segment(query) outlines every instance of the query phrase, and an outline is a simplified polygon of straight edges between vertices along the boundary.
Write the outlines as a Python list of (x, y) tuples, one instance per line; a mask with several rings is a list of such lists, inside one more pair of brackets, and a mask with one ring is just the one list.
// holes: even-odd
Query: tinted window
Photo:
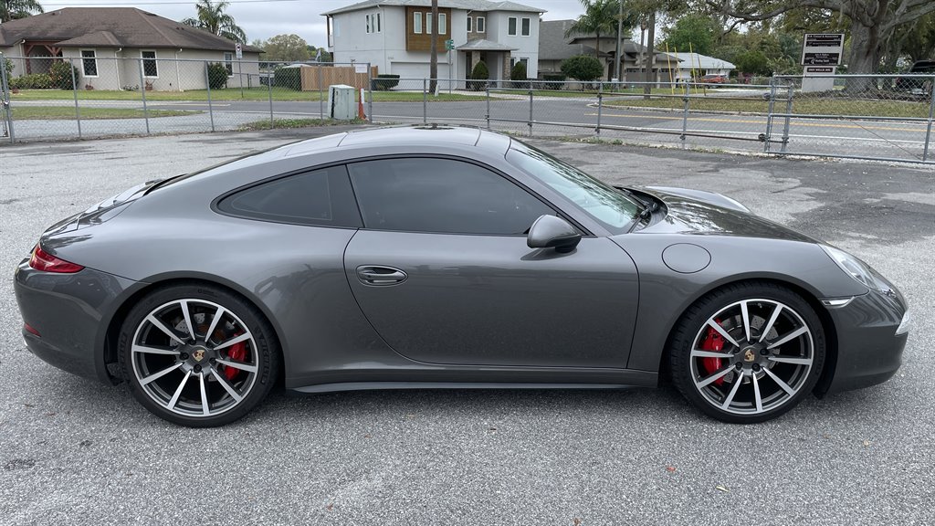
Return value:
[(367, 228), (512, 235), (554, 212), (512, 182), (451, 159), (383, 159), (349, 165)]
[(282, 223), (361, 226), (344, 167), (264, 183), (224, 197), (218, 208), (234, 215)]

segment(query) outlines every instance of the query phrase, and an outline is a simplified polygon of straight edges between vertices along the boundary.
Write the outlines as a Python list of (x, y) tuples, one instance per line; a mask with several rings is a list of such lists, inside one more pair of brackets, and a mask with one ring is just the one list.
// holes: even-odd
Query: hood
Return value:
[(769, 238), (818, 242), (813, 238), (749, 212), (720, 194), (683, 188), (630, 188), (662, 201), (665, 215), (638, 232)]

The task »
Render the entries above as a two-column CSV with the headers "prompt" and "outline" and one row per entry. Put each entry's text and its answer in a single quoted field, replace line breaks with spaces, and omit the pictures.

Task result »
prompt,outline
"segment(query) outlines every instance of the query phrase, and an outline is a simplified polygon of straight edges between vertices along the boundary. Write the outlines as a Python list of (x, y) tuples, one instance per line; a mask with several rings is a list of such lists, inside one more pair of brackets, and a mask with one ring is just the one list. // holes: even-odd Query: tinted window Photo: Return value:","[(367, 228), (512, 235), (554, 212), (512, 182), (451, 159), (383, 159), (349, 165)] [(282, 223), (361, 226), (344, 167), (264, 183), (224, 197), (218, 208), (234, 215)]"
"segment(query) outlines every instance of the query phrase, and an outline is a simplified polygon of straight edges between vertices along the boundary. Write the outlines as a Python list of (x, y) tuples, one instance per line; a mask with several rings is a list of such lists, inside one more pair of brackets, and a mask with one ring is just the one list. // holes: even-odd Query: hood Return value:","[(769, 238), (818, 242), (813, 238), (749, 212), (720, 194), (683, 188), (630, 188), (662, 201), (665, 215), (638, 232)]"